Texte
··········

4) La défenderesse est-elle empêchée par préclusion de nier les conclusions de fait de la CEPPM et du CRAPM, et la Cour devrait-elle, par conséquent, faire droit à la requête pour jugement sommaire du demandeur? Subsidiairement, la Cour devrait-elle radier les paragraphes 5, 6, 8 et 9 de la défense modifiée au motif qu’ils constituent une tentative de remettre en cause ces conclusions de fait, lesquelles ont force de chose jugée?

 

 

[65]           Le demandeur sollicite aussi un jugement sommaire, total ou partiel, contre la défenderesse, sauf pour ce qui concerne la détermination des dommages-intérêts à payer, en vertu des règles 213, 216 ou 218 des Règles de la Cour fédérale, au motif que les actes de procédure de la défenderesse allèguent certains faits à l’égard desquels la CEPPM et le CRAPM ont déjà tiré des conclusions de fait, et que la défenderesse tente donc de remettre en cause ces conclusions de fait, lesquelles ont force de chose jugée. Subsidiairement, le demandeur a demandé à la Cour de radier les paragraphes 5, 6, 8 et 9 de la défense modifiée, en vertu de la règle 221.

··········

Extrait des données
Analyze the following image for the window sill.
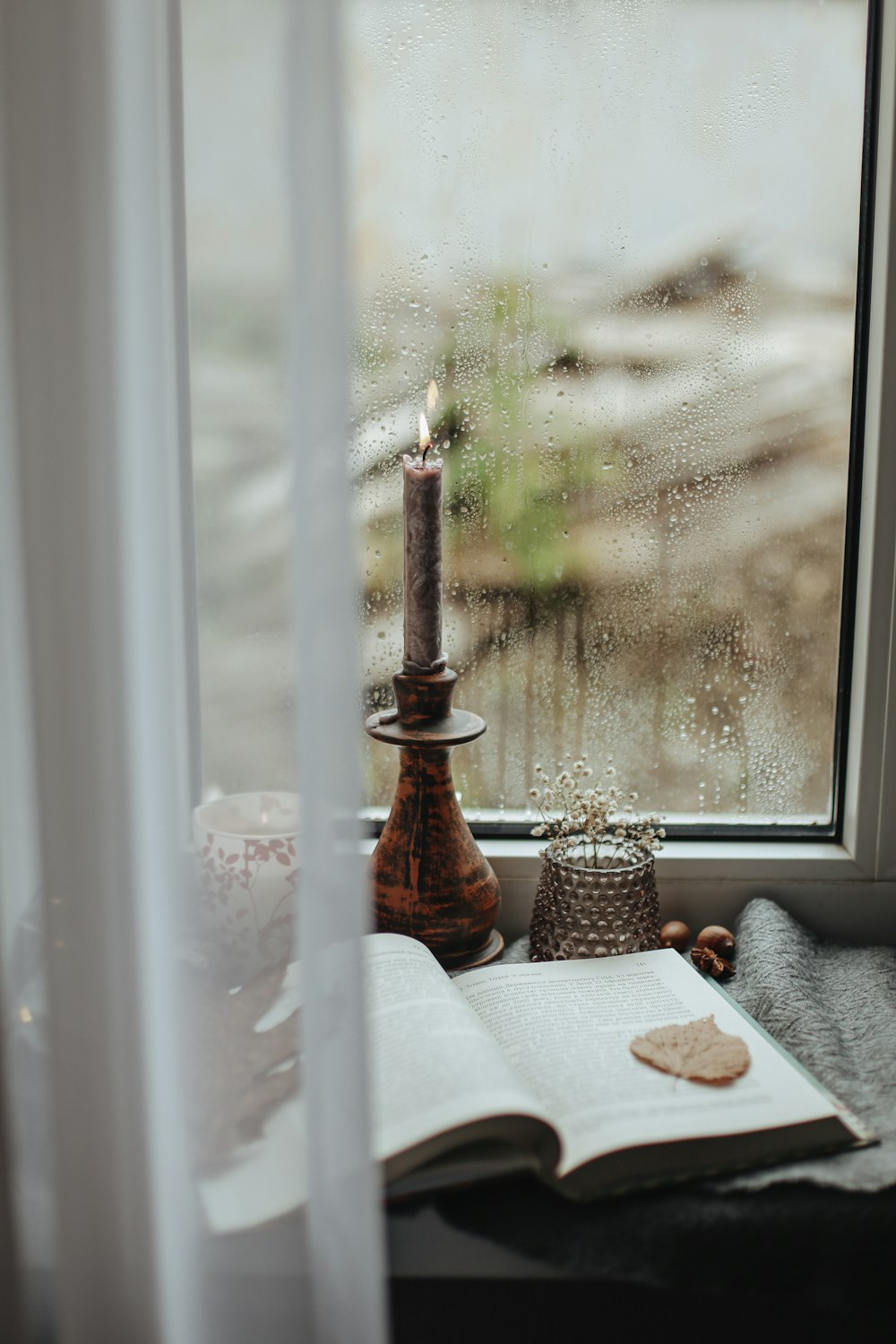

··········

Consignes
1. Pouvez-vous recopier le passage du texte sur la requête pour jugement sommaire qui va de « [65]           Le demandeur » jusqu'à « la règle 221. », en y substituant « autorité de la chose jugée » à « force de chose jugée » ?
2. Pouvez-vous poursuivre le texte sur la requête pour jugement sommaire au-delà de sa dernière phrase ?

Réponses attendues
1.
[65]           Le demandeur sollicite aussi un jugement sommaire, total ou partiel, contre la défenderesse, sauf pour ce qui concerne la détermination des dommages-intérêts à payer, en vertu des règles 213, 216 ou 218 des Règles de la Cour fédérale, au motif que les actes de procédure de la défenderesse allèguent certains faits à l’égard desquels la CEPPM et le CRAPM ont déjà tiré des conclusions de fait, et que la défenderesse tente donc de remettre en cause ces conclusions de fait, lesquelles ont autorité de la chose jugée. Subsidiairement, le demandeur a demandé à la Cour de radier les paragraphes 5, 6, 8 et 9 de la défense modifiée, en vertu de la règle 221.

2.
 

[66]           Étant donné les conclusions que j’ai tirées plus haut, il ne sera pas nécessaire d’examiner en profondeur les arguments des parties. Qu’il suffise de dire que le demandeur n’a pas réussi à établir les éléments nécessaires pour obtenir un jugement sommaire. En somme, le demandeur soutient qu’il n’y a aucune question à trancher au procès à part le montant des dommages-intérêts à payer. Pourtant, dans sa réponse à la requête pour jugement sommaire de la défenderesse, le demandeur insiste pour dire que la défenderesse s’appuie sur des faits vigoureusement contestés, ce qui soulève des questions dont la résolution exigera l’instruction d’un procès, puisque les intérêts de la justice ne seraient pas aussi bien servis si les questions de fait importantes soulevées par la défenderesse étaient tranchées selon le mode accéléré que suppose une requête pour jugement sommaire. Malheureusement, le demandeur ne peut pas gagner sur les deux tableaux.

 

[67]           Le demandeur n’a pas réussi non plus à convaincre cette Cour qu’elle devrait faire droit à la requête en radiation des paragraphes attaqués de la défense modifiée au motif qu’ils ne dévoileraient aucune défense, puisqu’il ne s’est pas acquitté du fardeau qui lui incombait de prouver que les paragraphes qu’il voulait faire radier sont si clairement dénués de pertinence, frivoles, embarrassants ou abusifs que l’affaire est évidemment désespérée et futile. En outre, je conviens avec la défenderesse que cette requête en radiation de parties de la défense modifiée pour de tels motifs aurait du être présentée beaucoup plus tôt dans l’instance (Première nation Dene Tsaa c. Canada, 2001 CFPI 820).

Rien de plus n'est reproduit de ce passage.